Excerpt provided
= = =
Court File and Parties
COURT FILE NO.: CV-20-00645736-00CP DATE: 20240220 SUPERIOR COURT OF JUSTICE - ONTARIO
BETWEEN : ANN DAVIDSON, Plaintiff AND: T.E.S. CONTRACT SERVICES INC., Defendant
BEFORE: Justice Glustein
COUNSEL: Andrew Monkhouse and Alexandra Monkhouse, for the plaintiff Stephanie M. Ramsay, for the defendant
HEARD: February 15, 2024
Reasons for Decision
Nature of motion and overview
[1] The proposed representative plaintiff, Ann Davidson (“Davidson”) brings this motion under s. 12 of the Class Proceedings Act, 1992, S.O. 1992, c. 6 for production of an application submitted by the defendant, T.E.S. Contract Services Inc. (“TES”) to the Ontario government for a licence to operate as a temporary help agency (“THA”), as well as the accompanying documents and representations (the “Application”).
[2] For the reasons that follow, I order that the Application be produced, subject to redactions by TES for any parts not related to (i) whether TES operated or seeks to operate as a THA or (ii) the nature, characterization, and other statements about TES’ relationship with its workers.
Positions of the parties on the certification motion
[3] Davidson is bringing a certification motion to certify a class action on behalf of “all persons working on contracts with [TES] since November 6, 2009, who were classified as independent contractors, until the date when the notice of class action is sent out to class members with the opt-out forms”.
= = =
Task set
(1) Please reproduce the portion of the court decision above, starting with "[2] For the" and going on through "with its workers.".
(2) Answer these questions using the court decision above:
(a) Which judge decided the matter?
(b) On what date was the matter heard?
(c) Under which section of which statute does the plaintiff bring the motion?
(3) Translate this sentence from the court decision above into French: "For the reasons that follow, I order that the Application be produced, subject to redactions by TES for any parts not related to (i) whether TES operated or seeks to operate as a THA or (ii) the nature, characterization, and other statements about TES’ relationship with its workers."

Collected data
= = =
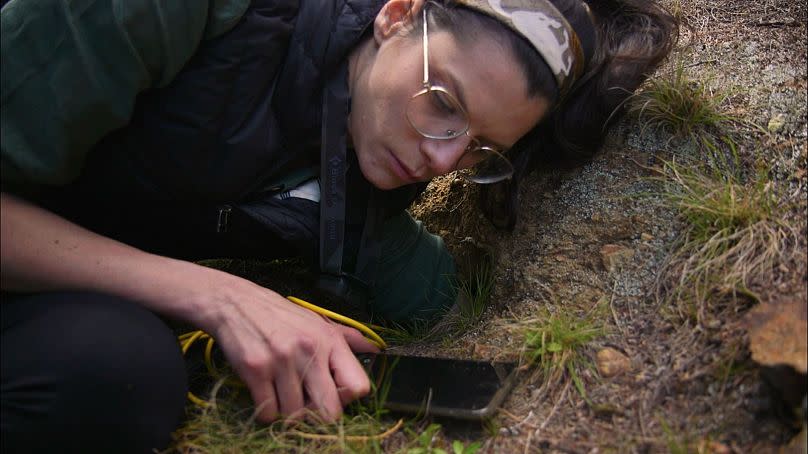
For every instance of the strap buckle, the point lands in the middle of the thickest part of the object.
(223, 219)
= = =
Solutions below
(1)
[2] For the reasons that follow, I order that the Application be produced, subject to redactions by TES for any parts not related to (i) whether TES operated or seeks to operate as a THA or (ii) the nature, characterization, and other statements about TES’ relationship with its workers.

(2)
(a) Justice Glustein
(b) February 15, 2024
(c) Section 12 of the Class Proceedings Act, 1992, S.O. 1992, c. 6

(3) Pour les motifs qui suivent, j'ordonne que la Demande soit produite, sous réserve de caviardages par TES de toute partie non liée (i) à la question de savoir si TES a exercé ou cherche à exercer des activités à titre de THA ou (ii) à la nature, à la qualification et aux autres déclarations concernant la relation de TES avec ses travailleurs.